> [Supplied passage]
Observed results Patient 77683 (1)

• Qualitative Analysis
  • The droplet on the slide appears to be clear given the quality of the photo. Further image analysis would be required using ImageJ in order to develop a final conclusion on whether or not the targeted DNA exists within the sample.

• Quantitative Analysis
  • Replicate 1:-4.886073999
  • Replicate 2: -9.718469001
  • Replicate 3: -5.172693

The initial concentrations of the target DNA in all three replicates of patient one are negative values. All of them are much closer to the negative control, with a concentration of -4.861992999 μg/mL, then they were to the positive control, with a concentration of 7.059383001 μg/mL. All of our patient one's concentrations were somewhat lower than the negative which is somewhat surprising. The negative results are consistent with the qualitative analysis. As the lack color suggests, patient one does not have the target DNA.

Patient 34153 (2)

• Qualitative Analysis
  • The photo depicts a bright green droplet which indicates the existence of the targeted DNA and the disease within this patient.

• Quantitative Analysis
  • Replicate 1: 14.192757
  • Replicate 2: 5.572635999
  • Replicate 3: 7.086362001

The initial concentrations of the target DNA in all three replicates of patient two are positive values. All of them are much closer to the positive control, with a concentration of 7.059383001 μg/mL, then they were to the negative control, with a concentration of -4.861992999 μg/mL. Patient two's data varied around the positive control. The third replicate was basically equivalent to the positive control while replicates one and two were either higher or lower than the positive control. However, they all were much closer to the positive than the negative control. Positive results were expected for patient two because the bright green color could be seen with the naked eye; these results confirm the predictions based on the qualitative data.

> [Aim of the exercise] From the observed results, list every replicate value given under "Quantitative Analysis," labeling each with its patient number and replicate number. Rely solely on the observed results text to answer.

Point localization data:
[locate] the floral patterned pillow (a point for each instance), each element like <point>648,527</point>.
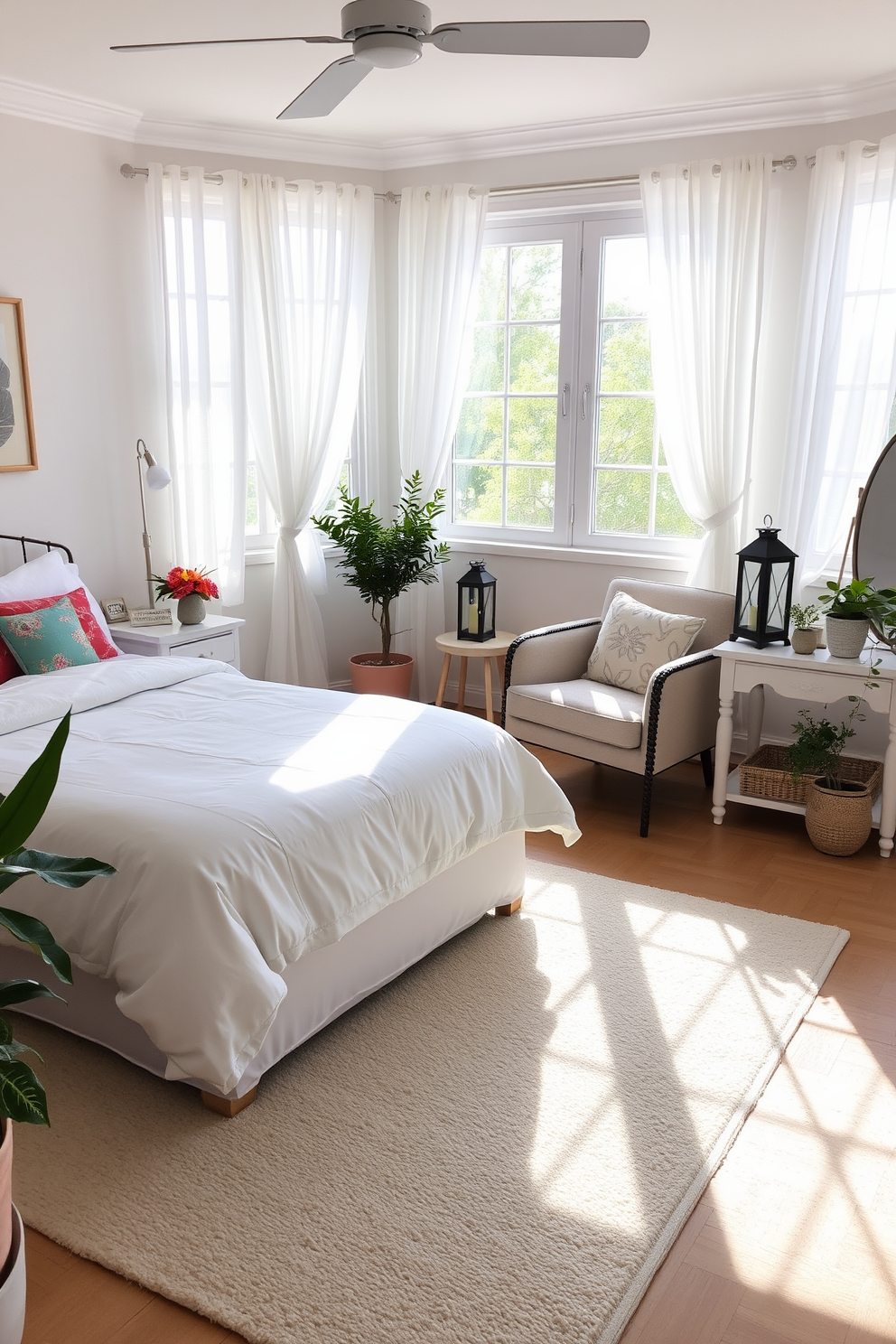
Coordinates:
<point>49,639</point>
<point>636,640</point>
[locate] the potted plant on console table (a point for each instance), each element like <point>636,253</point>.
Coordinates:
<point>22,1096</point>
<point>383,561</point>
<point>851,613</point>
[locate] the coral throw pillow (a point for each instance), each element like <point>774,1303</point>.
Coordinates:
<point>102,647</point>
<point>47,639</point>
<point>636,640</point>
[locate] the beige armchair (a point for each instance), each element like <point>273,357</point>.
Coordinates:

> [Solution below]
- Patient 77683, Replicate 1: -4.886073999
- Patient 77683, Replicate 2: -9.718469001
- Patient 77683, Replicate 3: -5.172693
- Patient 34153, Replicate 1: 14.192757
- Patient 34153, Replicate 2: 5.572635999
- Patient 34153, Replicate 3: 7.086362001